[Pasaje citado]

Aunque no es novedoso exponer la existencia de estos vasos comunicantes entre el fascismo y el totalitarismo con las sectas y la espiritualidad, no solo porque tienen muchas cosas en común, sino porque también se inspiran y se retroalimentan, tal y como está ocurriendo con el movimiento MAGA —ese batiburrillo de culto al líder, cristianismo infantiloide, aspiracionismo, saqueo de las arcas públicas y fascismo—, nunca está de más volver a recordarlo. Es por esto mismo que todo líder de secta que se precie es a su vez un amago, más o menos exitoso, de dictador cuyo objetivo final es hacerse rico sin pegar palo al agua. Un principio que se mantiene inalterado en el tiempo; solo han cambiado las formas y los medios que usan para contactar, manipular e incluso robar a sus víctimas.
Porque los líderes sectarios y sus fieles acólitos ya no necesitan ir de puerta en puerta, ni dar la turra en aeropuertos, ni repartir pasquines por la calle o mendigar, porque ahora tienen las redes sociales como terreno de caza. Como tampoco necesitan hacerse llamar profetas, papas, padres o caudillos, sino que les gusta mucho más que les digan influencers. Pero el discurso de muchos de ellos, así como su alcance y el daño que provocan, es el mismo que el de los líderes de sectas más tradicionales del tipo Jim Jones, David Koresh, el Papa Clemente o Marshall Applewhite. Y al igual que ellos son también tipos carismáticos, ególatras, intransigentes e incapaces de aceptar la menor crítica o cuestionamiento. Y utilizan los mismos trucos de persuasión, tergiversación y manipulación de los sentimientos que estos, pues depredan entre el mismo perfil de víctimas: personas desorientadas, asustadas, solitarias, emocionalmente inestables y dependientes que anhelan hallar un sentido a su vida, una explicación a su malestar, y que acaban desarrollando una lealtad acrítica hacia estos nuevos líderes. Los influencers son, por tanto, los nuevos espiritistas, los iluminados del siglo XXI, solo que ya no venden espiritualidad, comunicarse con nuestros muertos o iluminación personal, sino un mundo aspiracional en el que reinan el dinero, el éxito como un fin en sí mismo y la masculinidad tradicional y tóxica. Sin embargo, resultaría más que hipócrita mirar a la generación más joven desde el podium de la superioridad moral cuando sus hermanos mayores, padres y abuelos nos hemos dejado seducir por los cantos de sirena del rentismo, la extrema derecha, las teorías de la conspiración y la propaganda antivacunas.

[Registros]
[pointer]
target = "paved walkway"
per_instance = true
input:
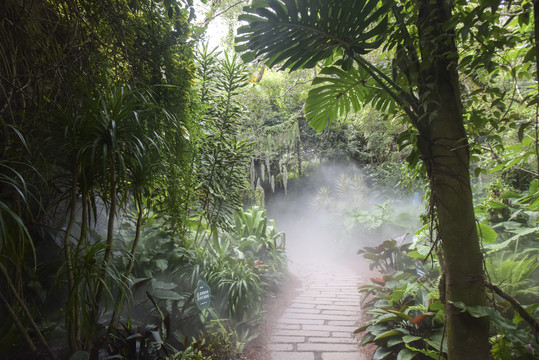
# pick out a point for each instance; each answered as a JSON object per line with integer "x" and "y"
{"x": 319, "y": 323}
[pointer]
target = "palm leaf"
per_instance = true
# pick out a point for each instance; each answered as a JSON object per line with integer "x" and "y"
{"x": 299, "y": 33}
{"x": 336, "y": 92}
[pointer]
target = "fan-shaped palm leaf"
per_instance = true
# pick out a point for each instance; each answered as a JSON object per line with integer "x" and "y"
{"x": 303, "y": 32}
{"x": 337, "y": 92}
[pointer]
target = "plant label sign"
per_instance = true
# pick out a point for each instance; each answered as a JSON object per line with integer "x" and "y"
{"x": 202, "y": 295}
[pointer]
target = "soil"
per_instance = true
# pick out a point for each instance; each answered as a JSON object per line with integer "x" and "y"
{"x": 274, "y": 308}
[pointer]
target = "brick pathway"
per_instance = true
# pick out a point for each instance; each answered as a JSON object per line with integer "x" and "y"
{"x": 320, "y": 322}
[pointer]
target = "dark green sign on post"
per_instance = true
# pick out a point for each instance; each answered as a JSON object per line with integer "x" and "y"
{"x": 202, "y": 295}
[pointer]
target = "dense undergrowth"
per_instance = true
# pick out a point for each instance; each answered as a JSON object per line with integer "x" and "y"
{"x": 406, "y": 302}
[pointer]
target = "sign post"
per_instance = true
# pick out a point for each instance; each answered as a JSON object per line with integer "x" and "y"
{"x": 202, "y": 295}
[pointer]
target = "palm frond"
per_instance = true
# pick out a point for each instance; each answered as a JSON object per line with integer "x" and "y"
{"x": 337, "y": 92}
{"x": 300, "y": 33}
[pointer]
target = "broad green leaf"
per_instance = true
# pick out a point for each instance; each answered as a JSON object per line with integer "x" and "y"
{"x": 381, "y": 353}
{"x": 486, "y": 233}
{"x": 290, "y": 33}
{"x": 406, "y": 354}
{"x": 80, "y": 355}
{"x": 390, "y": 333}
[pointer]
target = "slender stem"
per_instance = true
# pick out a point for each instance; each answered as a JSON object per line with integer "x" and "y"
{"x": 407, "y": 103}
{"x": 536, "y": 46}
{"x": 18, "y": 324}
{"x": 30, "y": 319}
{"x": 130, "y": 265}
{"x": 516, "y": 305}
{"x": 71, "y": 313}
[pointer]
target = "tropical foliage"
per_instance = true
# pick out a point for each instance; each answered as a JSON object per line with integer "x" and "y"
{"x": 131, "y": 155}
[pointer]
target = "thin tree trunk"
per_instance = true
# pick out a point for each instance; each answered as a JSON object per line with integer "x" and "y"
{"x": 131, "y": 264}
{"x": 298, "y": 148}
{"x": 443, "y": 144}
{"x": 108, "y": 249}
{"x": 72, "y": 318}
{"x": 18, "y": 324}
{"x": 30, "y": 318}
{"x": 536, "y": 48}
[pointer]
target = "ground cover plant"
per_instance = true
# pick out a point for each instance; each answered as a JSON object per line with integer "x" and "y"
{"x": 131, "y": 154}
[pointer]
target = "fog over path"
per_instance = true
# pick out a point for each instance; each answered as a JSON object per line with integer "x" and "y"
{"x": 320, "y": 321}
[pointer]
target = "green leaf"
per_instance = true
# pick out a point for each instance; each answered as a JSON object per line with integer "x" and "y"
{"x": 406, "y": 354}
{"x": 381, "y": 353}
{"x": 80, "y": 355}
{"x": 486, "y": 233}
{"x": 389, "y": 333}
{"x": 291, "y": 33}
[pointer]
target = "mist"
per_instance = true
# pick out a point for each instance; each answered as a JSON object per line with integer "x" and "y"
{"x": 326, "y": 216}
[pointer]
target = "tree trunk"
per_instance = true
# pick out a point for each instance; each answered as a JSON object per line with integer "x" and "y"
{"x": 443, "y": 144}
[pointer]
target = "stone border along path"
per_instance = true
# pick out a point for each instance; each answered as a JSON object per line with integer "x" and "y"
{"x": 320, "y": 321}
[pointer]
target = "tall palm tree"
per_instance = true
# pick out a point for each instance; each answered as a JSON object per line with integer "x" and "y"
{"x": 423, "y": 81}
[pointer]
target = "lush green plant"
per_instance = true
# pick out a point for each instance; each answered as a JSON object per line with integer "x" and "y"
{"x": 406, "y": 316}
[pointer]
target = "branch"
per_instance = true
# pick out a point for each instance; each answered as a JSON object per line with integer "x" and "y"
{"x": 211, "y": 17}
{"x": 516, "y": 305}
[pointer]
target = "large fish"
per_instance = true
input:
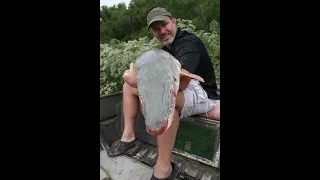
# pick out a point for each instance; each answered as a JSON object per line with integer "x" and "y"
{"x": 158, "y": 77}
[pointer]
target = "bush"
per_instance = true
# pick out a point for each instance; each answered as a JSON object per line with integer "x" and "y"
{"x": 116, "y": 56}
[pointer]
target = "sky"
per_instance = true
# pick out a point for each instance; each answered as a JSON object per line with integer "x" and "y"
{"x": 113, "y": 2}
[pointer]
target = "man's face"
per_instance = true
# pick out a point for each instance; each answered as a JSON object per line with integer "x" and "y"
{"x": 164, "y": 31}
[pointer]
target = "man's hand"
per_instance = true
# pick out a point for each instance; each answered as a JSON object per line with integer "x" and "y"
{"x": 184, "y": 80}
{"x": 129, "y": 76}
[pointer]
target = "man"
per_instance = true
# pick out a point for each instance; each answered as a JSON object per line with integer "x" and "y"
{"x": 193, "y": 98}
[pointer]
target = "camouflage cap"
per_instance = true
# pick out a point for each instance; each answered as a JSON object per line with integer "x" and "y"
{"x": 157, "y": 14}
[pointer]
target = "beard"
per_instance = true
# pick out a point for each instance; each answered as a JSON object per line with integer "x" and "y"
{"x": 169, "y": 42}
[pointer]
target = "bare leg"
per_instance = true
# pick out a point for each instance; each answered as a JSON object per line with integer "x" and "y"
{"x": 130, "y": 112}
{"x": 166, "y": 142}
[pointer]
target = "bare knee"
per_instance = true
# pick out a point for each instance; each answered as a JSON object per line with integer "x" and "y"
{"x": 179, "y": 101}
{"x": 127, "y": 89}
{"x": 216, "y": 111}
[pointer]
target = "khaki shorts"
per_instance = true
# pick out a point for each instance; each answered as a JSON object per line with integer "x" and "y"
{"x": 196, "y": 100}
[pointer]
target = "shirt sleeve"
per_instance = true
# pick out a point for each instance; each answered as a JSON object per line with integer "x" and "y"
{"x": 188, "y": 55}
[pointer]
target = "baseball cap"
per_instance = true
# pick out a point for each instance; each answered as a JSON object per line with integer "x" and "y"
{"x": 157, "y": 14}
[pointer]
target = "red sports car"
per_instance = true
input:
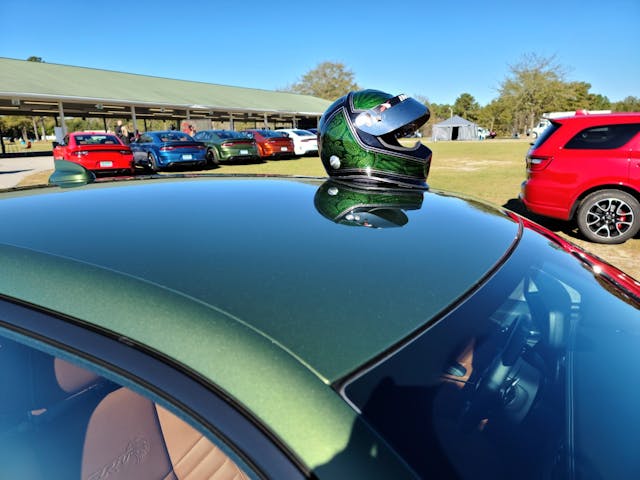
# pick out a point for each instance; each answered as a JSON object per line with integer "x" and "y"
{"x": 271, "y": 144}
{"x": 96, "y": 151}
{"x": 586, "y": 168}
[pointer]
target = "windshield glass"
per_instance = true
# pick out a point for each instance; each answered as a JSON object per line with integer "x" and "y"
{"x": 273, "y": 134}
{"x": 531, "y": 377}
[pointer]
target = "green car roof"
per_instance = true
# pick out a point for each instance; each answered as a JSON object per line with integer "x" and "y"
{"x": 263, "y": 252}
{"x": 269, "y": 288}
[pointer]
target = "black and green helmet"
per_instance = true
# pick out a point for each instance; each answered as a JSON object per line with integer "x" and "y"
{"x": 349, "y": 204}
{"x": 358, "y": 139}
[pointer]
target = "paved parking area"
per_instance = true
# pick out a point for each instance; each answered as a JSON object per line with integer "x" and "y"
{"x": 14, "y": 169}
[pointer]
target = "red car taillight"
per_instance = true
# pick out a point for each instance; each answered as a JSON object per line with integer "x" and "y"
{"x": 535, "y": 163}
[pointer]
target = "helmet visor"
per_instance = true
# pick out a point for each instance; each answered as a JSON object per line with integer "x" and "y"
{"x": 398, "y": 113}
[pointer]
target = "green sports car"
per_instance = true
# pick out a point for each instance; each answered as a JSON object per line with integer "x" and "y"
{"x": 227, "y": 145}
{"x": 369, "y": 333}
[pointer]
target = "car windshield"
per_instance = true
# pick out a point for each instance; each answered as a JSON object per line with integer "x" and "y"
{"x": 96, "y": 140}
{"x": 272, "y": 134}
{"x": 228, "y": 134}
{"x": 532, "y": 376}
{"x": 302, "y": 133}
{"x": 174, "y": 137}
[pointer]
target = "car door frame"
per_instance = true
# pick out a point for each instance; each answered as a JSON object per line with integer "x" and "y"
{"x": 220, "y": 419}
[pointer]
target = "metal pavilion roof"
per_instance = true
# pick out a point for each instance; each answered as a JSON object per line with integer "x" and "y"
{"x": 33, "y": 88}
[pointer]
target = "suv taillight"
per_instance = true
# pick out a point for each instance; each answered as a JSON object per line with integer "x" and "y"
{"x": 535, "y": 163}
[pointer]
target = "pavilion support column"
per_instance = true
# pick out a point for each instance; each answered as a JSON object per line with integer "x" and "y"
{"x": 63, "y": 124}
{"x": 133, "y": 118}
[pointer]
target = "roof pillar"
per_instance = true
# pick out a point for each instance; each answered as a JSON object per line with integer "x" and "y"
{"x": 133, "y": 118}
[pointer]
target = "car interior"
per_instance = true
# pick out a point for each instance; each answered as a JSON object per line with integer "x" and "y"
{"x": 61, "y": 421}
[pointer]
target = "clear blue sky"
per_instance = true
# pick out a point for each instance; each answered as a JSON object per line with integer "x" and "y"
{"x": 434, "y": 49}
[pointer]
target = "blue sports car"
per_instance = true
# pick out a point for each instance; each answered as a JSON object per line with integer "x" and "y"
{"x": 163, "y": 149}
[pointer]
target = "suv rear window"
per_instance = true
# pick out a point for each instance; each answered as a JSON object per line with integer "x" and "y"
{"x": 604, "y": 137}
{"x": 546, "y": 133}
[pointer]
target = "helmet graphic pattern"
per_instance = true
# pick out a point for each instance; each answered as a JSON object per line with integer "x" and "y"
{"x": 349, "y": 152}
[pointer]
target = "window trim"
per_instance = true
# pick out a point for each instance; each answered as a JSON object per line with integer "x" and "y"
{"x": 190, "y": 396}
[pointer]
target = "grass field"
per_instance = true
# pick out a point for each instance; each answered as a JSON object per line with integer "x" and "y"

[Tarea asignada 1] Traduce al inglés esta oración del pasaje sobre sectas e influencers: «Los influencers son, por tanto, los nuevos espiritistas, los iluminados del siglo XXI, solo que ya no venden espiritualidad, comunicarse con nuestros muertos o iluminación personal, sino un mundo aspiracional en el que reinan el dinero, el éxito como un fin en sí mismo y la masculinidad tradicional y tóxica».
[Tarea asignada 2] Según el pasaje sobre sectas e influencers, indica si cada afirmación coincide con él. Responde sí o no y cita las palabras que lo deciden. (a) Los líderes sectarios de hoy ya no necesitan ir de puerta en puerta. (b) Los influencers venden sobre todo espiritualidad. (c) Solo la generación más joven se ha dejado seducir por la extrema derecha.
Los registros no tienen nada que ver con esto.

[Resultado 1] Influencers are, therefore, the new spiritualists, the enlightened ones of the 21st century, except that they no longer sell spirituality, communicating with our dead, or personal enlightenment, but rather an aspirational world ruled by money, success as an end in itself, and traditional, toxic masculinity.

[Resultado 2]
(a) Sí: «ya no necesitan ir de puerta en puerta».
(b) No: «ya no venden espiritualidad, comunicarse con nuestros muertos o iluminación personal».
(c) No: «sus hermanos mayores, padres y abuelos nos hemos dejado seducir por los cantos de sirena del rentismo, la extrema derecha».